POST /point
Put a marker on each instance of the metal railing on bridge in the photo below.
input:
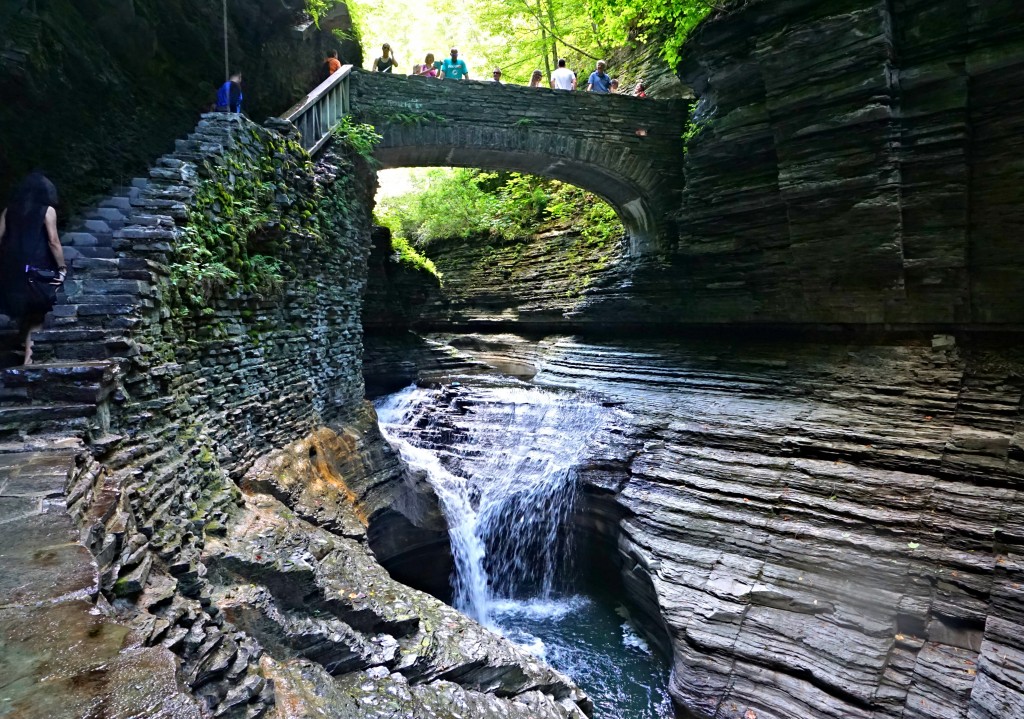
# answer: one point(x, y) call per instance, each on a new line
point(316, 115)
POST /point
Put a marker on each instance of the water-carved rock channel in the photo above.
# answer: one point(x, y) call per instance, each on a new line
point(807, 530)
point(504, 457)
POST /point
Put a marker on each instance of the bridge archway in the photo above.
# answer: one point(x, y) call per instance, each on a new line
point(625, 150)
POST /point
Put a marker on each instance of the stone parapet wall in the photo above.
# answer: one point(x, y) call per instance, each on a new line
point(623, 149)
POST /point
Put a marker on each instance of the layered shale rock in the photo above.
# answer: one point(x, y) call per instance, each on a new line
point(815, 531)
point(213, 515)
point(849, 162)
point(854, 162)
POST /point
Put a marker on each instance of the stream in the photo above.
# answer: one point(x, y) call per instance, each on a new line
point(502, 456)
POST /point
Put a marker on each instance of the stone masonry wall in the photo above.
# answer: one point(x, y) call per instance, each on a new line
point(623, 149)
point(203, 394)
point(233, 479)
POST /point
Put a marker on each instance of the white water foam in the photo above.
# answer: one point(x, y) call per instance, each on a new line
point(506, 480)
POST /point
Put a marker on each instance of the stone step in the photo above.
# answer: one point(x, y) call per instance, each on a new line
point(96, 226)
point(119, 202)
point(70, 419)
point(79, 240)
point(83, 382)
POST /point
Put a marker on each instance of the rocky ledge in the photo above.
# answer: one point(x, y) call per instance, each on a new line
point(340, 637)
point(814, 531)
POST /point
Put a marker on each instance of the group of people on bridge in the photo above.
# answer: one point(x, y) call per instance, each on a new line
point(454, 68)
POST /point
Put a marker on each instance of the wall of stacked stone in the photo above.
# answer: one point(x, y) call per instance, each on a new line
point(202, 395)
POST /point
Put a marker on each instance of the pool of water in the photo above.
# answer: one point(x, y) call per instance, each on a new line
point(502, 456)
point(591, 640)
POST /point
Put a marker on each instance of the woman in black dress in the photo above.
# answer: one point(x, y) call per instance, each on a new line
point(31, 256)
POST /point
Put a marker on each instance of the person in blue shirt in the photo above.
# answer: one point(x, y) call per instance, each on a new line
point(229, 95)
point(454, 69)
point(599, 80)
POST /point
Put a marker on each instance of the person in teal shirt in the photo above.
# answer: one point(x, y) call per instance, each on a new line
point(454, 69)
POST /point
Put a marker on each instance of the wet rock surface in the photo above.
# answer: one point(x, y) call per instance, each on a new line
point(321, 605)
point(820, 531)
point(61, 656)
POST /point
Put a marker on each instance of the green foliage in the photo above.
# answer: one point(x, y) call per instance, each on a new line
point(320, 8)
point(464, 204)
point(240, 222)
point(408, 119)
point(409, 255)
point(453, 205)
point(668, 23)
point(359, 136)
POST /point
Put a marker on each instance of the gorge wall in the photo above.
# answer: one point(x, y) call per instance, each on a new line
point(858, 163)
point(814, 531)
point(854, 163)
point(223, 480)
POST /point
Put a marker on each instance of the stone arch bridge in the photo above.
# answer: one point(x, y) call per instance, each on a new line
point(626, 150)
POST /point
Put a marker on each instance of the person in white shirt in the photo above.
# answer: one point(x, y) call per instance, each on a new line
point(563, 78)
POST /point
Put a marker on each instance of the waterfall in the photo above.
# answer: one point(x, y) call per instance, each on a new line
point(503, 462)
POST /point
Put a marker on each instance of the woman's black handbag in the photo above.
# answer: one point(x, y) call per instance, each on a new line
point(43, 286)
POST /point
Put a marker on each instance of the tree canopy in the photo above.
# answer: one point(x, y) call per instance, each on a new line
point(520, 36)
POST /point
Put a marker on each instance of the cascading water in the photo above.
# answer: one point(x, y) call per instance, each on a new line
point(506, 479)
point(502, 457)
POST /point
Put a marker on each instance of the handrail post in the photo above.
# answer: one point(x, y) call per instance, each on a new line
point(317, 113)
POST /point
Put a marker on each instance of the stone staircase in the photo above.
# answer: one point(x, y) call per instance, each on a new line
point(43, 402)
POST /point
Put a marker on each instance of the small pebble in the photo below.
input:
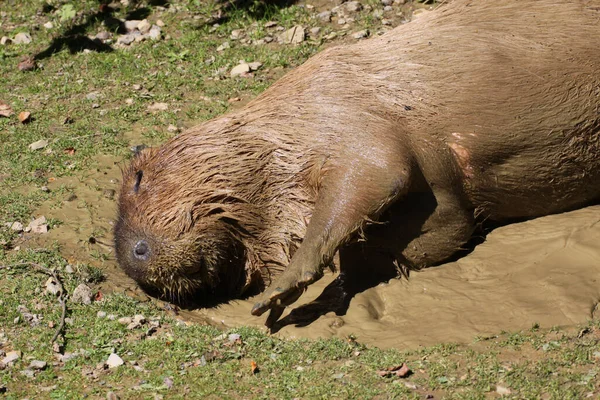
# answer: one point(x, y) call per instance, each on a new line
point(82, 294)
point(114, 361)
point(22, 38)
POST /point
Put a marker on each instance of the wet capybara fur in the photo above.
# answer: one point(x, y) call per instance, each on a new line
point(489, 108)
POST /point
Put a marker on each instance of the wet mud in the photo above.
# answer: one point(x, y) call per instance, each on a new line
point(544, 271)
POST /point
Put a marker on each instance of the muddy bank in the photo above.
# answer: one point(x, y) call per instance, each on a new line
point(544, 271)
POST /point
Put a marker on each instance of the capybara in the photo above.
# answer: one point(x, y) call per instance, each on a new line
point(490, 108)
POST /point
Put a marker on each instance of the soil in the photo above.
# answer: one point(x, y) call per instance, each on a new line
point(544, 271)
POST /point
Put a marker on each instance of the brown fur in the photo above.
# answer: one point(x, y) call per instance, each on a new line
point(493, 108)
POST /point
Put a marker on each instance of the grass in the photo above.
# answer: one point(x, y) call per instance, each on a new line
point(178, 359)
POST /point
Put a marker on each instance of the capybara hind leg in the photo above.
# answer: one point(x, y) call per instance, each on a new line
point(450, 224)
point(350, 195)
point(444, 232)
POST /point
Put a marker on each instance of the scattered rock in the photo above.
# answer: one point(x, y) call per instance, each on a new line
point(40, 144)
point(360, 34)
point(144, 26)
point(240, 70)
point(254, 65)
point(109, 194)
point(17, 227)
point(502, 390)
point(22, 38)
point(158, 107)
point(52, 287)
point(33, 319)
point(222, 47)
point(400, 371)
point(82, 294)
point(131, 25)
point(28, 373)
point(92, 96)
point(236, 34)
point(293, 35)
point(24, 117)
point(68, 356)
point(41, 221)
point(114, 361)
point(155, 33)
point(11, 357)
point(104, 35)
point(168, 382)
point(325, 16)
point(39, 229)
point(126, 39)
point(27, 64)
point(353, 6)
point(111, 396)
point(38, 365)
point(5, 110)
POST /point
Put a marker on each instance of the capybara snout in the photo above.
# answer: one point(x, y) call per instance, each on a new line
point(166, 251)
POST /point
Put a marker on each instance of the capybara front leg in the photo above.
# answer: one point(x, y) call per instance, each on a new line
point(348, 198)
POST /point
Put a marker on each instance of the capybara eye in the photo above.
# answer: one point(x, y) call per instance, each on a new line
point(141, 250)
point(138, 180)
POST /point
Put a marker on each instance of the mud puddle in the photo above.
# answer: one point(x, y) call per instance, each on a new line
point(544, 271)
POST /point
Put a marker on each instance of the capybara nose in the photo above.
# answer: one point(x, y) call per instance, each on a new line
point(141, 250)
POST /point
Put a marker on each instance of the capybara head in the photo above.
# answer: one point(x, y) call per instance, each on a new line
point(176, 233)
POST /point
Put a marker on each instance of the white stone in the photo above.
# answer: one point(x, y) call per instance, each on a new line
point(40, 144)
point(144, 26)
point(22, 38)
point(293, 35)
point(240, 69)
point(114, 361)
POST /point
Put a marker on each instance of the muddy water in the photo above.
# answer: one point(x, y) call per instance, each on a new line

*Problem requirements*: In the records, which lines use the word "woman"? Report them.

*Solution to the exercise*:
Put a marker on each instance of the woman in black dress in the photo above.
Put a marker on each instance of the woman's black handbag in the photo above.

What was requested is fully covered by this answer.